- _INSTRUCTION_
Please list every line below that contains the word "hindwing", copying each one in full.

- _RECORDS FOR THE EXERCISE_
- - - - -

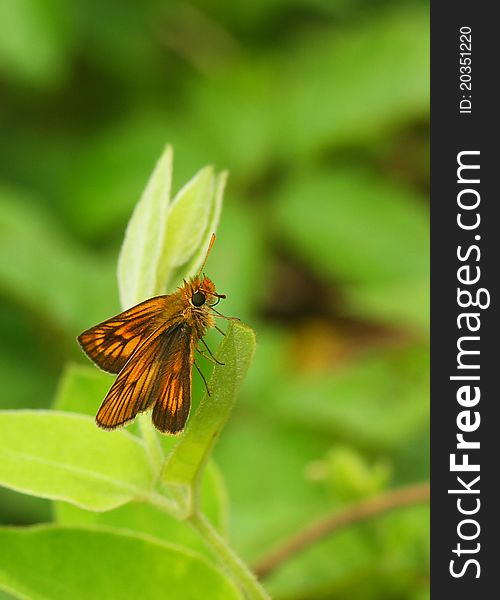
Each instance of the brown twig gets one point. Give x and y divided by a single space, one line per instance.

- - - - -

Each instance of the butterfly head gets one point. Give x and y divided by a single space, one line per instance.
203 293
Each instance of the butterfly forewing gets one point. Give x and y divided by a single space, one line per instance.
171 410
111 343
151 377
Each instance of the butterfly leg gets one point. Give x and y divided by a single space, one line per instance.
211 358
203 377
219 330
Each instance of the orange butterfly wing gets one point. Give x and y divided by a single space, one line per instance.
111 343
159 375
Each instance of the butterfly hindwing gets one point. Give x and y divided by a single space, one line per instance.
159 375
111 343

- - - - -

- _FINISHED TASK_
Each instance of the butterfly hindwing gets one point. Give x and y divided by a single space, one line per instance.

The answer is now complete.